Saved entries:
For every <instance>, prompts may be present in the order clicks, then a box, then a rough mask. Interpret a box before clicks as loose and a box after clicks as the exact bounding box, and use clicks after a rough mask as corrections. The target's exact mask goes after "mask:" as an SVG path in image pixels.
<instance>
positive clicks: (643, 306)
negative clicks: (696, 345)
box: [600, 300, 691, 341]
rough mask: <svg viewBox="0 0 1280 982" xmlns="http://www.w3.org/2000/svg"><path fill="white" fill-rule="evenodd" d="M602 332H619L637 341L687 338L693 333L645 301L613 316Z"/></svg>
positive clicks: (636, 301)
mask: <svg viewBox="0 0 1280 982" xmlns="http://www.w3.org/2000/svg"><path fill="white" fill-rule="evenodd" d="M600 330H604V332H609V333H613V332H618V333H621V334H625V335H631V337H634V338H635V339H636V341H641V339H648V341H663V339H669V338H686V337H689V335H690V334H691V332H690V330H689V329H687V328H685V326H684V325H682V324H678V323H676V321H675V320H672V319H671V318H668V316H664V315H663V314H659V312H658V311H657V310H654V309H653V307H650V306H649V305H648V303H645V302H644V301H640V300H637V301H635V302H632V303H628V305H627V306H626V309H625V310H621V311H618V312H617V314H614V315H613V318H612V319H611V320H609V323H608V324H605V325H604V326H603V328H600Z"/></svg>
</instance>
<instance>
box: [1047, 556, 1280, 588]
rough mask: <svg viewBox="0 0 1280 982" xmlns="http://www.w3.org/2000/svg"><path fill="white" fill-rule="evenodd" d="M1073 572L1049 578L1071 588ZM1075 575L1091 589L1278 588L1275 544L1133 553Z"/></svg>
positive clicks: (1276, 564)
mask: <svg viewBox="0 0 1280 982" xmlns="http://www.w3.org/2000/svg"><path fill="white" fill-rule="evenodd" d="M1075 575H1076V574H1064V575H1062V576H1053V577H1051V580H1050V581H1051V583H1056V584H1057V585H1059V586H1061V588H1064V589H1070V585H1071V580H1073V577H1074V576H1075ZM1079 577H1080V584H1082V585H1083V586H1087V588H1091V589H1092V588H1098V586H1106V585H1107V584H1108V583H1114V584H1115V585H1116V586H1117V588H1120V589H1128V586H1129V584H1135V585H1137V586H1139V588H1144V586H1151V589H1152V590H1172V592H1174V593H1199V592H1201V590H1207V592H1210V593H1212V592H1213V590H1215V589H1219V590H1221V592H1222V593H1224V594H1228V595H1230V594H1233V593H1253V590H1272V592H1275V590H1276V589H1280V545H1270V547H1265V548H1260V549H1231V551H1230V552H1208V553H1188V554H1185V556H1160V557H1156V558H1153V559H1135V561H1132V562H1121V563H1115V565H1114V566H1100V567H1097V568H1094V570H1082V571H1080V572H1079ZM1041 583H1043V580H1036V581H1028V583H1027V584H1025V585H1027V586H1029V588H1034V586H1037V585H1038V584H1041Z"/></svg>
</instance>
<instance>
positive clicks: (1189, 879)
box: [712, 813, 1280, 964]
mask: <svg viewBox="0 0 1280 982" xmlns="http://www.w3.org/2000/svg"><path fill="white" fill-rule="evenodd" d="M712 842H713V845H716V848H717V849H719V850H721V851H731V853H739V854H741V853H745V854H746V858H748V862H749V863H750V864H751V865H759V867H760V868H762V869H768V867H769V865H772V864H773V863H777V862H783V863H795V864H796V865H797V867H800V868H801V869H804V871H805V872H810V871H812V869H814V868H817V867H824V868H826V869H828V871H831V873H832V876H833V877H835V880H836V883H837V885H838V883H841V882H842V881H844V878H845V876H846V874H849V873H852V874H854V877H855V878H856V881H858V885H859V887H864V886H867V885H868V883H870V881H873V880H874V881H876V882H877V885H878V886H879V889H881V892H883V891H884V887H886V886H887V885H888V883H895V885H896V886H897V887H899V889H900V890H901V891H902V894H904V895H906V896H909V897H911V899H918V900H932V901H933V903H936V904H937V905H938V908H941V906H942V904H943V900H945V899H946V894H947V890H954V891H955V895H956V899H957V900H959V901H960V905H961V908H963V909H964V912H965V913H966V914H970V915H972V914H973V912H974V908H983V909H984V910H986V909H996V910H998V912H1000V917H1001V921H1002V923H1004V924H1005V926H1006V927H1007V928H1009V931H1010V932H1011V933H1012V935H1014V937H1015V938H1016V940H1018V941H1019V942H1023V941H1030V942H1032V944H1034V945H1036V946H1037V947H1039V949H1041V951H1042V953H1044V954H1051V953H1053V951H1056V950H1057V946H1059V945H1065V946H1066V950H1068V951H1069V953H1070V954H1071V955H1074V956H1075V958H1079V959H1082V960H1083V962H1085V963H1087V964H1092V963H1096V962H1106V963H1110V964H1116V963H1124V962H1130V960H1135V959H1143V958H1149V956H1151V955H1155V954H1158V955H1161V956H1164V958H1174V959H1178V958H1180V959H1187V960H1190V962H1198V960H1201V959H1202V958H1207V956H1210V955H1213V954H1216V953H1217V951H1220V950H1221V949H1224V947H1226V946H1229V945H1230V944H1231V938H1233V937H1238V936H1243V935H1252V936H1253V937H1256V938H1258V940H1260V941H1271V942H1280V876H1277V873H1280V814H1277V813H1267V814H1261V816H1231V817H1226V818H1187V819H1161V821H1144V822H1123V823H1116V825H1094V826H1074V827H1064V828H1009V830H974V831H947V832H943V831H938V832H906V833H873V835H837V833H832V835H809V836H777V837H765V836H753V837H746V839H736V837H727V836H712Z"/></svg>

PROBLEM REQUIREMENTS: Keeping every line exactly as it is, copy all the records.

RESPONSE AREA:
For every <instance>, prompts may be present in the order clicks, then a box, then a rough mask. Interpret a box before clicks as loose and a box after clicks as the exact bounding box, and use clicks after a rough mask as corrections. The target's exact mask goes after "mask:" as an SVG path in image pixels.
<instance>
positive clicks: (643, 306)
negative clicks: (696, 345)
box: [600, 300, 691, 341]
rough mask: <svg viewBox="0 0 1280 982" xmlns="http://www.w3.org/2000/svg"><path fill="white" fill-rule="evenodd" d="M602 332H619L637 341L687 338L693 333L645 301L613 316Z"/></svg>
positive clicks: (636, 301)
mask: <svg viewBox="0 0 1280 982" xmlns="http://www.w3.org/2000/svg"><path fill="white" fill-rule="evenodd" d="M600 330H604V332H609V333H613V332H618V333H621V334H625V335H631V337H634V338H635V339H636V341H641V339H648V341H663V339H669V338H686V337H689V335H690V334H691V332H690V330H689V329H687V328H685V326H684V325H682V324H678V323H676V321H675V320H672V319H671V318H668V316H664V315H663V314H659V312H658V311H657V310H654V309H653V307H650V306H649V305H648V303H645V302H644V301H640V300H637V301H635V302H632V303H628V305H627V306H626V309H625V310H621V311H618V312H617V314H614V315H613V318H612V319H611V320H609V323H608V324H605V325H604V326H603V328H600Z"/></svg>
</instance>
<instance>
box: [1047, 556, 1280, 588]
rough mask: <svg viewBox="0 0 1280 982" xmlns="http://www.w3.org/2000/svg"><path fill="white" fill-rule="evenodd" d="M1073 572L1049 578L1071 588ZM1075 575L1091 589L1278 588L1275 544L1133 553Z"/></svg>
positive clicks: (1276, 564)
mask: <svg viewBox="0 0 1280 982" xmlns="http://www.w3.org/2000/svg"><path fill="white" fill-rule="evenodd" d="M1075 575H1076V574H1064V575H1062V576H1053V577H1051V580H1050V581H1051V583H1056V584H1057V585H1059V586H1061V588H1064V589H1070V585H1071V580H1073V577H1074V576H1075ZM1079 577H1080V584H1082V585H1083V586H1087V588H1091V589H1092V588H1098V586H1106V585H1107V584H1108V583H1114V584H1115V585H1116V586H1117V588H1120V589H1128V586H1129V584H1135V585H1137V586H1139V588H1144V586H1151V589H1152V590H1172V592H1174V593H1199V592H1201V590H1207V592H1210V593H1212V592H1213V590H1215V589H1219V590H1221V592H1222V593H1224V594H1228V595H1230V594H1233V593H1253V590H1272V592H1275V590H1276V589H1280V545H1270V547H1265V548H1260V549H1231V551H1230V552H1208V553H1188V554H1185V556H1160V557H1156V558H1153V559H1135V561H1132V562H1121V563H1115V565H1114V566H1100V567H1097V568H1094V570H1082V571H1080V572H1079ZM1041 583H1043V580H1036V581H1028V583H1027V584H1025V585H1027V586H1029V588H1034V586H1037V585H1038V584H1041Z"/></svg>
</instance>
<instance>
positive clicks: (1189, 879)
box: [712, 813, 1280, 964]
mask: <svg viewBox="0 0 1280 982" xmlns="http://www.w3.org/2000/svg"><path fill="white" fill-rule="evenodd" d="M712 842H713V845H716V848H717V849H719V850H721V851H731V853H739V854H741V853H745V854H746V858H748V862H749V863H750V864H751V865H759V867H760V868H762V869H768V867H769V865H772V864H773V863H777V862H783V863H795V864H796V865H797V867H800V868H801V869H804V871H805V872H810V871H812V869H814V868H817V867H824V868H826V869H828V871H831V873H832V876H833V877H835V880H836V883H837V885H838V883H841V882H842V881H844V878H845V876H846V874H849V873H852V874H854V877H855V878H856V881H858V885H859V887H864V886H867V885H868V883H870V881H873V880H874V881H876V882H877V885H878V886H879V889H881V892H883V891H884V887H886V886H887V885H888V883H895V885H896V886H897V887H899V889H900V890H901V891H902V894H904V895H906V896H909V897H911V899H918V900H932V901H933V903H936V904H937V905H938V908H941V906H942V904H943V900H945V899H946V894H947V890H954V891H955V895H956V899H957V900H959V901H960V905H961V908H963V909H964V912H965V913H966V914H970V915H972V914H973V912H974V908H983V909H984V910H986V909H996V910H998V912H1000V917H1001V921H1002V923H1004V924H1005V926H1006V927H1007V928H1009V931H1010V932H1011V933H1012V935H1014V937H1015V938H1016V940H1018V941H1019V942H1023V941H1030V942H1032V944H1034V945H1036V946H1037V947H1039V949H1041V951H1042V953H1044V954H1051V953H1053V951H1056V950H1057V946H1059V945H1065V946H1066V950H1068V951H1069V953H1070V954H1071V955H1074V956H1075V958H1079V959H1082V960H1083V962H1085V963H1087V964H1092V963H1096V962H1106V963H1110V964H1116V963H1124V962H1130V960H1135V959H1143V958H1149V956H1151V955H1155V954H1158V955H1161V956H1164V958H1174V959H1178V958H1180V959H1187V960H1190V962H1198V960H1201V959H1202V958H1207V956H1210V955H1213V954H1216V953H1217V951H1220V950H1221V949H1224V947H1226V946H1229V945H1230V944H1231V938H1233V937H1238V936H1243V935H1252V936H1253V937H1256V938H1258V940H1260V941H1271V942H1280V876H1277V873H1280V814H1277V813H1267V814H1261V816H1231V817H1226V818H1187V819H1161V821H1144V822H1123V823H1116V825H1094V826H1074V827H1064V828H1009V830H974V831H947V832H943V831H938V832H906V833H873V835H837V833H832V835H809V836H777V837H765V836H753V837H746V839H736V837H727V836H712Z"/></svg>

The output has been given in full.